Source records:
-*-*-

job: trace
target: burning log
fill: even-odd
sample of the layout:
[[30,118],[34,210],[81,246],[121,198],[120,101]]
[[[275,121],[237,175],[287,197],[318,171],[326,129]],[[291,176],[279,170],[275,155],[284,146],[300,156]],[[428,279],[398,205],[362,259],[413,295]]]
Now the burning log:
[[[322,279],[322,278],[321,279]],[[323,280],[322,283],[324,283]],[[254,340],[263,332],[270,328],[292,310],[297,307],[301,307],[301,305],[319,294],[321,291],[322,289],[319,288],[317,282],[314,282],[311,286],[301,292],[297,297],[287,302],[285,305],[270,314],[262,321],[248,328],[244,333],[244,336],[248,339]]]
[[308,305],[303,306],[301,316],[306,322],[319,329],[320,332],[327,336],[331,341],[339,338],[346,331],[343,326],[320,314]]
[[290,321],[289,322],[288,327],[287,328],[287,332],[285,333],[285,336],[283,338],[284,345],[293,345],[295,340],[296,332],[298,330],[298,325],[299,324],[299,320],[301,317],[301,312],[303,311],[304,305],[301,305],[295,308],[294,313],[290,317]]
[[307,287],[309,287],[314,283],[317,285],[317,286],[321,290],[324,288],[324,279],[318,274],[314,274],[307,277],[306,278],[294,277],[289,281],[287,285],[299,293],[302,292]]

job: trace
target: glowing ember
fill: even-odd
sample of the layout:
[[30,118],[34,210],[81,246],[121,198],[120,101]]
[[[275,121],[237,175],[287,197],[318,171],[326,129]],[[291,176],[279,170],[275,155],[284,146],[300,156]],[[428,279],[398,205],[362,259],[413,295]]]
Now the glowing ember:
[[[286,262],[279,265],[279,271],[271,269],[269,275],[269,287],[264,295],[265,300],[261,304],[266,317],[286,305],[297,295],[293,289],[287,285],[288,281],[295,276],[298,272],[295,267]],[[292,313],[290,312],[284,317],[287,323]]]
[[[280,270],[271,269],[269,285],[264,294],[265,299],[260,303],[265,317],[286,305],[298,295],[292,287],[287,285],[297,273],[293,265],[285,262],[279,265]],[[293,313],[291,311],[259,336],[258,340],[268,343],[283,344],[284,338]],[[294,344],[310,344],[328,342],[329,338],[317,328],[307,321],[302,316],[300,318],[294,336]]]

-*-*-

→ **SHORT TASK**
Select every line in the records above that contains the word "burning", and copy each one in full.

→ **RESULT FOR THIS TASK**
target: burning log
Now the burning log:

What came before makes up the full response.